Set exercise: Reproduce verbatim the items below, starting at the line that contains "Tag every instance of the snow-capped" and ending at the line that contains "Tag every instance of the cloudy", with both of those lines included. Output only those lines.

########################################

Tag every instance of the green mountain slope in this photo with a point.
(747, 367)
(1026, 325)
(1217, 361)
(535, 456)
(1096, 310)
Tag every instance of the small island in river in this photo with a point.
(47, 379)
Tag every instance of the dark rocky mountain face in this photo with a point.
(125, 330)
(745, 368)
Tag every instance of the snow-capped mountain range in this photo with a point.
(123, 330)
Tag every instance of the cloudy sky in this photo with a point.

########################################

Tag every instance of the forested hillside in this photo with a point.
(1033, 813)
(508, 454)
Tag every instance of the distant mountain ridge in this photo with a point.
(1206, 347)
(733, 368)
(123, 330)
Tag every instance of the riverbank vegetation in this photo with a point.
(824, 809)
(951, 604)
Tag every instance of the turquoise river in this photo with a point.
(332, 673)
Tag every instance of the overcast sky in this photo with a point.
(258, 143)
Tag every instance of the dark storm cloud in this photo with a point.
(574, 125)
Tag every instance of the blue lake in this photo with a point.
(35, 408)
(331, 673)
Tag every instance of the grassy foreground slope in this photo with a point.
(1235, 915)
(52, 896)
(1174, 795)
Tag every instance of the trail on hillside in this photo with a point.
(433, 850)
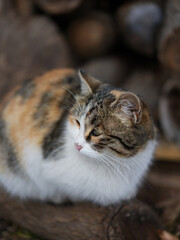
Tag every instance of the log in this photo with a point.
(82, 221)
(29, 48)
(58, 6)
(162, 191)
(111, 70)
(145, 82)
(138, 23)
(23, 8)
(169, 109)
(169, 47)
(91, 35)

########################################

Right answer:
Tag every instance of the snow-capped mountain range in this photo with a point.
(123, 330)
Tag every instance of the cloudy sky in this photo with a point.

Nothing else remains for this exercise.